Given instruction = Please quote only the lines that start at the one with "In this exercise you will mark each instance of the wall" and go on to the last line of the data, both ends kept.

** start of Entries shown **

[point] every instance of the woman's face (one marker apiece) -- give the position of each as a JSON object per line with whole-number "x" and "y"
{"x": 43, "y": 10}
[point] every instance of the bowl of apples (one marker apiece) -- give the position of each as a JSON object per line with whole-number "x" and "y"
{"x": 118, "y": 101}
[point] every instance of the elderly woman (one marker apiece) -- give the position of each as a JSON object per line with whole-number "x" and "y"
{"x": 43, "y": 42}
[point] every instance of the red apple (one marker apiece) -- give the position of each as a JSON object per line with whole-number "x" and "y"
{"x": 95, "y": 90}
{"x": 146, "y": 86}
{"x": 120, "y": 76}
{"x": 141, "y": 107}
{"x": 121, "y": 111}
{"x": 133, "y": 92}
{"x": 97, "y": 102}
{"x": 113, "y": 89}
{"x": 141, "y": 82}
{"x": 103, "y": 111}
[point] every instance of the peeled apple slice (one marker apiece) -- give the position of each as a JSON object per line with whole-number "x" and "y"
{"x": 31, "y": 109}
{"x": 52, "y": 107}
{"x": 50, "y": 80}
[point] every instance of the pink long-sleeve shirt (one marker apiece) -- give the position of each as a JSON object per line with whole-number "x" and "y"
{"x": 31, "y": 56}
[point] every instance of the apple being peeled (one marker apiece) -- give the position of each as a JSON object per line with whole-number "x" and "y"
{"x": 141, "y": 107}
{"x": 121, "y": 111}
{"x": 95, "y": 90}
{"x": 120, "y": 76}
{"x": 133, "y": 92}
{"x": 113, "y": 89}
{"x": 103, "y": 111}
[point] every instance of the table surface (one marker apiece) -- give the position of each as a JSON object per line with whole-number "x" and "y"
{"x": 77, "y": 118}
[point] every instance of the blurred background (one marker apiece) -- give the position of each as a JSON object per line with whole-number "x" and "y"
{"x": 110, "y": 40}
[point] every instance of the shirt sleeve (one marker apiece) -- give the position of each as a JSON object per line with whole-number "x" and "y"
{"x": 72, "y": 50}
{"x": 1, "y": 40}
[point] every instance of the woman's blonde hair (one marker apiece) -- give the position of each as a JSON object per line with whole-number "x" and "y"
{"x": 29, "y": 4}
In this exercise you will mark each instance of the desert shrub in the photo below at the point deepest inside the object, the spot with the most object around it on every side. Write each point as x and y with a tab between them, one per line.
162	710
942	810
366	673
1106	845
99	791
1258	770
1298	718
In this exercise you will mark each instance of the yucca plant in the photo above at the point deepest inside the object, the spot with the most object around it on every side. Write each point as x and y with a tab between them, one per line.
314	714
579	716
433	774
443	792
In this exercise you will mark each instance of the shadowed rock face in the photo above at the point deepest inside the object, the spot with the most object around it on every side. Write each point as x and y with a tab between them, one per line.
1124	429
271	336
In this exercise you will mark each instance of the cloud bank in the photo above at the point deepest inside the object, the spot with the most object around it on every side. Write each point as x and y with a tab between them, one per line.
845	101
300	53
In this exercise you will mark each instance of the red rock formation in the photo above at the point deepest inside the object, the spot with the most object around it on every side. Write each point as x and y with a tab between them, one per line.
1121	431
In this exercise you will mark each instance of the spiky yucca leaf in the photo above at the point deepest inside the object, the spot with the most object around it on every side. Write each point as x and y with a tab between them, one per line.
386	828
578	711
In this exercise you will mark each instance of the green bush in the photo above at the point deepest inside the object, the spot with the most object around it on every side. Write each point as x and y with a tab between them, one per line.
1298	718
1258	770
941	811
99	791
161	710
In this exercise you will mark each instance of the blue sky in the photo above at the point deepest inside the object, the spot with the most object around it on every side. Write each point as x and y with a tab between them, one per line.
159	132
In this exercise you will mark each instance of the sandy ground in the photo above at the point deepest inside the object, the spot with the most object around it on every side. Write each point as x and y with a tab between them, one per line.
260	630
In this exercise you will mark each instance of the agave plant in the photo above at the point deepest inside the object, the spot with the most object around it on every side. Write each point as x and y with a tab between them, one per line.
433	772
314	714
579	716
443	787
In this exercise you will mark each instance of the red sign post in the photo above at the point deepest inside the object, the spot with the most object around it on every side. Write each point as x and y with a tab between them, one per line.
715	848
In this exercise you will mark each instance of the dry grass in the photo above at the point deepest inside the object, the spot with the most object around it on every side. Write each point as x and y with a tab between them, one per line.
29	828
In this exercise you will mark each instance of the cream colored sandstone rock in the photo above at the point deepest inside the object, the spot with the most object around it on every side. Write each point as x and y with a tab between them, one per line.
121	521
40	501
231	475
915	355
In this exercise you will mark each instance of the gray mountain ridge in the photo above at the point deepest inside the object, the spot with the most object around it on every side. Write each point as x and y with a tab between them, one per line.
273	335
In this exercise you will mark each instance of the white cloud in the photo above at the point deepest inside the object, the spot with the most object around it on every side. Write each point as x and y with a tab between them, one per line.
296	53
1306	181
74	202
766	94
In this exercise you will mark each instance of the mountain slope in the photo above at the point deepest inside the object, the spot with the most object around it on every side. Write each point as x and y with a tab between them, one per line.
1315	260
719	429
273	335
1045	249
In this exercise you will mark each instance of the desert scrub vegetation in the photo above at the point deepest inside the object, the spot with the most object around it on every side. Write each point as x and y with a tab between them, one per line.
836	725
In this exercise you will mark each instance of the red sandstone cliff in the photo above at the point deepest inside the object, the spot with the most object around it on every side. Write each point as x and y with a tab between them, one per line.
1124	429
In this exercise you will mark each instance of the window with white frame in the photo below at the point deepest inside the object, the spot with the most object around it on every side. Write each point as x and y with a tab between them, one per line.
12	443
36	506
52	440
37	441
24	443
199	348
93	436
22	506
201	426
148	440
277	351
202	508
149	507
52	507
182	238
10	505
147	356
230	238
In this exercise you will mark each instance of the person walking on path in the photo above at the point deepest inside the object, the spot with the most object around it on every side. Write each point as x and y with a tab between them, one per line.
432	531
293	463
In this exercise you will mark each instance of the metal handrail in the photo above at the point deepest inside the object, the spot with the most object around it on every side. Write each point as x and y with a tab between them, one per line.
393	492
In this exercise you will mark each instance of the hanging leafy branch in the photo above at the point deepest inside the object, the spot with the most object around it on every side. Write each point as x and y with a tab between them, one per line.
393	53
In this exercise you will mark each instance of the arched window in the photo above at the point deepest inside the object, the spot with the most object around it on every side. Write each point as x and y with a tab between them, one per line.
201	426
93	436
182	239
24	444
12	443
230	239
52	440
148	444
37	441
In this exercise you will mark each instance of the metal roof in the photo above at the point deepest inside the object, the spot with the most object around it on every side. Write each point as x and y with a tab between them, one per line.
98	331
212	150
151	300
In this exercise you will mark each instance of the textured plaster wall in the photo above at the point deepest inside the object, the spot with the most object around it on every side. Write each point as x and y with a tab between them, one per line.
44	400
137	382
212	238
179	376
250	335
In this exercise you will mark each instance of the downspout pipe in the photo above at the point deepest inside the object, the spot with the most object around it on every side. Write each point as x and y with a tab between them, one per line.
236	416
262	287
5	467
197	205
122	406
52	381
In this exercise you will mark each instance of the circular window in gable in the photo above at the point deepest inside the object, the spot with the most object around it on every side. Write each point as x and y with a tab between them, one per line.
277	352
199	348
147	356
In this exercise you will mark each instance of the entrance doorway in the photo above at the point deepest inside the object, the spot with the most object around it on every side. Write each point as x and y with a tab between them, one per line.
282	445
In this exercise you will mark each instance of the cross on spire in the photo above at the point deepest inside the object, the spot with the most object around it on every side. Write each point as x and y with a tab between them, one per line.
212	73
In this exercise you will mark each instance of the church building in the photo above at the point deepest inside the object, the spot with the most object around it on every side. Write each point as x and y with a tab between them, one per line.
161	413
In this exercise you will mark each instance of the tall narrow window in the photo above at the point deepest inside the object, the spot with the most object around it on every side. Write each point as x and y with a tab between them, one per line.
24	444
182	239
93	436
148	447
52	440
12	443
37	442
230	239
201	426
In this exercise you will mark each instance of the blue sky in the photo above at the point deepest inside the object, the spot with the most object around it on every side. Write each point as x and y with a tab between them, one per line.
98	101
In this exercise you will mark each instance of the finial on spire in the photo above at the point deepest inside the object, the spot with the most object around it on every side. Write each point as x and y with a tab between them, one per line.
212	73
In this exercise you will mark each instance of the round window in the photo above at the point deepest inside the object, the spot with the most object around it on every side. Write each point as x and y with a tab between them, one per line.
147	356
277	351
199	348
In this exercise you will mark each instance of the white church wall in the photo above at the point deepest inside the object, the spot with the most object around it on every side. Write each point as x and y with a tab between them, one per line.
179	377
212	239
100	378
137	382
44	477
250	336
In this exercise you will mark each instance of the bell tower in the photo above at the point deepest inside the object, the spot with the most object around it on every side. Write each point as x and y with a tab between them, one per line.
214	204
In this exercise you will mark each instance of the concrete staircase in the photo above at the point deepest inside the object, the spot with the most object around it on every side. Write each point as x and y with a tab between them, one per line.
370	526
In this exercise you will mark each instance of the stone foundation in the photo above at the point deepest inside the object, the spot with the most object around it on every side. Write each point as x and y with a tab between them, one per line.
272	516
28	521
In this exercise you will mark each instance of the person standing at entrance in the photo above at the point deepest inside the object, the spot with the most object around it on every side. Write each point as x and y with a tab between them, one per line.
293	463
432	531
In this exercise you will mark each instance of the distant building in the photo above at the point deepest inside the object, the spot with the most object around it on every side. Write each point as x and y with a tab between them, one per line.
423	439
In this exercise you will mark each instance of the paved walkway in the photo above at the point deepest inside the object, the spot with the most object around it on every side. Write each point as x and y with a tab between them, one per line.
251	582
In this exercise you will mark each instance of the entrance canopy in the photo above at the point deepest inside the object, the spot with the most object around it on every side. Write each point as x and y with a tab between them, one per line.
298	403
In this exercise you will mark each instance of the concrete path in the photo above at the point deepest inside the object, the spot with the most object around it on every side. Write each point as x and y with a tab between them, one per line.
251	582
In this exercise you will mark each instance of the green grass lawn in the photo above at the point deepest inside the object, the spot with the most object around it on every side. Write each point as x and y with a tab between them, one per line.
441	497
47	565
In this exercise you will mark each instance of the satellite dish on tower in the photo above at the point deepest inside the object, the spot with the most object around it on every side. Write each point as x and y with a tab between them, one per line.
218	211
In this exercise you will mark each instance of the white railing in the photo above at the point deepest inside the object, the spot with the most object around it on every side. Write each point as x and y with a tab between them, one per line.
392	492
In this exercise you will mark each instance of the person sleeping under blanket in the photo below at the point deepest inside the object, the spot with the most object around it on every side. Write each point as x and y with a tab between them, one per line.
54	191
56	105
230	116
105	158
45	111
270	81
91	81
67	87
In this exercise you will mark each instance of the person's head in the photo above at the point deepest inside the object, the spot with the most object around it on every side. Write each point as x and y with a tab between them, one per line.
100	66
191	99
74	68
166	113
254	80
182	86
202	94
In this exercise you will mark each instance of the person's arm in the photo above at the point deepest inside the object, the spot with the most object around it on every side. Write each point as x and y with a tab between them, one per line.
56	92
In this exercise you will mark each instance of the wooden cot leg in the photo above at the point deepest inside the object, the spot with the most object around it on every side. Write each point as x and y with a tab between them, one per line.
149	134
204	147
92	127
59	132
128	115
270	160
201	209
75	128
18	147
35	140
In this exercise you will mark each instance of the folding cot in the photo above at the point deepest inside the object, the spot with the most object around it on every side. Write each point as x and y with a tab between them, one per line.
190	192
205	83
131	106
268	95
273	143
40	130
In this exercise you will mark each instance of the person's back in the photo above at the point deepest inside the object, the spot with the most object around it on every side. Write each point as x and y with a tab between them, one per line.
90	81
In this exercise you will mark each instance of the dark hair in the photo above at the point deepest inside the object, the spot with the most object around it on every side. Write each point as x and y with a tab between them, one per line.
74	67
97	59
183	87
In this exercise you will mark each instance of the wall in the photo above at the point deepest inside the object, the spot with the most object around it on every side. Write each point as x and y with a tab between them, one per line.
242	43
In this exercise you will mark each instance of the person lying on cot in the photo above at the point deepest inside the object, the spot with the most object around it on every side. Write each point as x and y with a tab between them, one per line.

** end of Entries shown **

Exercise answer =
In this exercise you will mark each instance of the wall in the photo above at the point deepest inside the object, the spot with the most object around it on every side. Write each point as x and y with a tab between them, one per line.
242	43
In this exercise you will mark each instance of the person lying on cot in the photo above at the point deepest inside the object, the spot with the most object around it on every side. Write each point as x and y with a tab between them, one per line.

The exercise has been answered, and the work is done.